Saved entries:
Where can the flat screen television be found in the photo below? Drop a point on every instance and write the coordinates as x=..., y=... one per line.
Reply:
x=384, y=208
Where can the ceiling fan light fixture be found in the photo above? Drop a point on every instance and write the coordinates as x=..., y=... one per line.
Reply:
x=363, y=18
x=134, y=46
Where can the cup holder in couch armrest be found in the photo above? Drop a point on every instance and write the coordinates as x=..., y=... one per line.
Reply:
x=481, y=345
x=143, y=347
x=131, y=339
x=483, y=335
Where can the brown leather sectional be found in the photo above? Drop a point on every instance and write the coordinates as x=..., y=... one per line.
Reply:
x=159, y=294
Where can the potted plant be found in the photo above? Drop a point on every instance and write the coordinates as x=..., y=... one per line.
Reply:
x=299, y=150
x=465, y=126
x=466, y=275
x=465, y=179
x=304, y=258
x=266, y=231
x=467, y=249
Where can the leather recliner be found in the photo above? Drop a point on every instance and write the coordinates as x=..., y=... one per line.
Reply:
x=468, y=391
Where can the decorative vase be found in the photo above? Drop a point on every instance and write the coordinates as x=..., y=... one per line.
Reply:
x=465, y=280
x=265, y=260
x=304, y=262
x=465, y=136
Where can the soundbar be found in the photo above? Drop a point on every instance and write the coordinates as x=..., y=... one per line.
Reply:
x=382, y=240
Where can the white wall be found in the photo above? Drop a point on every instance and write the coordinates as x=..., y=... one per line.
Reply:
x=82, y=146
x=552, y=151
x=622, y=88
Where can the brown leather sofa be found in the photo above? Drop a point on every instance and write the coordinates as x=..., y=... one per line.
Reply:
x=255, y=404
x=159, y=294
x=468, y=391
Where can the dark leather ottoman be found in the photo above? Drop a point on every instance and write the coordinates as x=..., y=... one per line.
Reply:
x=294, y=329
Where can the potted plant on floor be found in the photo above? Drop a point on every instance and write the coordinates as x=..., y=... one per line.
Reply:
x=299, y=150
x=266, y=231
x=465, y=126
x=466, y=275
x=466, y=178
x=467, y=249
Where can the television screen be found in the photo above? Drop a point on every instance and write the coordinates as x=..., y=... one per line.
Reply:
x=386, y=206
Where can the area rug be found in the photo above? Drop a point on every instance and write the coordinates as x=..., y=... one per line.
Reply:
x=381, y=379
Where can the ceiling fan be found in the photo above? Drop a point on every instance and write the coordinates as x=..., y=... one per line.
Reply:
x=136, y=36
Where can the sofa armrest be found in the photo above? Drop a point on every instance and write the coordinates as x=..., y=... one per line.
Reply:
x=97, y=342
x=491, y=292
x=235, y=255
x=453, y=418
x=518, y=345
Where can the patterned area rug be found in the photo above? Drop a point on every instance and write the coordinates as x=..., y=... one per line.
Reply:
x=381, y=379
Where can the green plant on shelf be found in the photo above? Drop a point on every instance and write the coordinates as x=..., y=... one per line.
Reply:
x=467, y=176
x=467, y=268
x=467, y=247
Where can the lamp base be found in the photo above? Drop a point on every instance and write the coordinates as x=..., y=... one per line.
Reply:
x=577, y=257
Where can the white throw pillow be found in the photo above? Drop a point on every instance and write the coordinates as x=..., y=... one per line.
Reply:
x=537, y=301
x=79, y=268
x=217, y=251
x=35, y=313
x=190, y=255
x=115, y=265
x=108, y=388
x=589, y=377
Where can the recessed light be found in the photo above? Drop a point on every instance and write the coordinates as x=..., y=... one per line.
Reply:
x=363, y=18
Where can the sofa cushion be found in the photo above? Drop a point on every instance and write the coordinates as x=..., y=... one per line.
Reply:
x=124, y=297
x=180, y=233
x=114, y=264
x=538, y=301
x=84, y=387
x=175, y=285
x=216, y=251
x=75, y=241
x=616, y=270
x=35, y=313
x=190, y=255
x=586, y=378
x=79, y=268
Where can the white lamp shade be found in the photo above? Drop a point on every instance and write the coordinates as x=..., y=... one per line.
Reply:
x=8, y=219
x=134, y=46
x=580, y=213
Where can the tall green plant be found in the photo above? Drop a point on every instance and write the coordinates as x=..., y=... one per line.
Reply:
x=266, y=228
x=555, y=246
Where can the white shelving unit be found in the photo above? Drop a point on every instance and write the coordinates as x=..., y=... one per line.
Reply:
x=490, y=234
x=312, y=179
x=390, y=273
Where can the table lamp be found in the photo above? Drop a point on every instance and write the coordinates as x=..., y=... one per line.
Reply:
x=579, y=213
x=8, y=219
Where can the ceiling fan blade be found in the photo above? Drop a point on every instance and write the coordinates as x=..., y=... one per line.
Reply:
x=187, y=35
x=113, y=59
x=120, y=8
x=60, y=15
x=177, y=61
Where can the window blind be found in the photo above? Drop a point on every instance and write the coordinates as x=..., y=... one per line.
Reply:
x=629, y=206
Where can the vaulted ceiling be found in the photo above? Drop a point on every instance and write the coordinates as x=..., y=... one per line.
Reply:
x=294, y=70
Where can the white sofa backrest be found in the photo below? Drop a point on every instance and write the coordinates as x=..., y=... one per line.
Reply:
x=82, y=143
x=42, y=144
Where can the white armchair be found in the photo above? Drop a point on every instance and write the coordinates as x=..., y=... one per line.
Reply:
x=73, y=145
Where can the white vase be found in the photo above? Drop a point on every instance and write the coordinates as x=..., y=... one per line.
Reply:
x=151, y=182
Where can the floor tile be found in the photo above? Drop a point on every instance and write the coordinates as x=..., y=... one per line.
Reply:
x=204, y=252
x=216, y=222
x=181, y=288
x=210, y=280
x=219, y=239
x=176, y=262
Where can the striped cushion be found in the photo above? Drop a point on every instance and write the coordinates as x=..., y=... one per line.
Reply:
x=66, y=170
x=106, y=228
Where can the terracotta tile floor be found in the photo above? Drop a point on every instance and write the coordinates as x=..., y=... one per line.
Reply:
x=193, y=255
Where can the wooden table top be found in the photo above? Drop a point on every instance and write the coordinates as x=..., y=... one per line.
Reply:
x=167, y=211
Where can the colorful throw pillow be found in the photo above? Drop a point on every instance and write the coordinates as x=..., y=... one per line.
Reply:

* [DESCRIPTION OF THE TASK]:
Look above for the line that holds "Where can the vaulted", then copy it and each line after it exactly, through the last line of the data.

* [REPLY]:
Where can the vaulted ceiling be found in the photo above? Drop a point on every instance and write the coordinates as x=..., y=... one per line.
Reply:
x=294, y=70
Where can the white sofa backrest be found in the photo below? Drop a point on every instance and write the coordinates as x=..., y=... one per line.
Reply:
x=82, y=143
x=42, y=144
Where can the white armchair be found in the photo above? Drop a point on every instance and write the coordinates as x=..., y=... one per line.
Reply:
x=73, y=145
Where can the white vase be found in the photo above? Drop a point on every instance and write the coordinates as x=..., y=... one per line.
Reply:
x=151, y=182
Where can the floor tile be found in the photo above? Drop a point on every instance and write the coordinates as x=..., y=... one per line.
Reply:
x=204, y=252
x=216, y=222
x=181, y=288
x=210, y=280
x=219, y=239
x=176, y=262
Where can the striped cushion be found in the photo above? Drop a point on every instance and write the coordinates as x=..., y=... one per line.
Reply:
x=66, y=170
x=106, y=228
Where can the terracotta tile floor be found in the photo above? Drop a point on every instance and write the coordinates as x=..., y=... one per line.
Reply:
x=193, y=255
Where can the wooden table top be found in the photo above? Drop a point on every instance and write the coordinates as x=..., y=... one per line.
Reply:
x=167, y=211
Where can the colorful throw pillow be found in the photo above? Drop a point on every instance and write the coordinates as x=..., y=... one per line.
Reply:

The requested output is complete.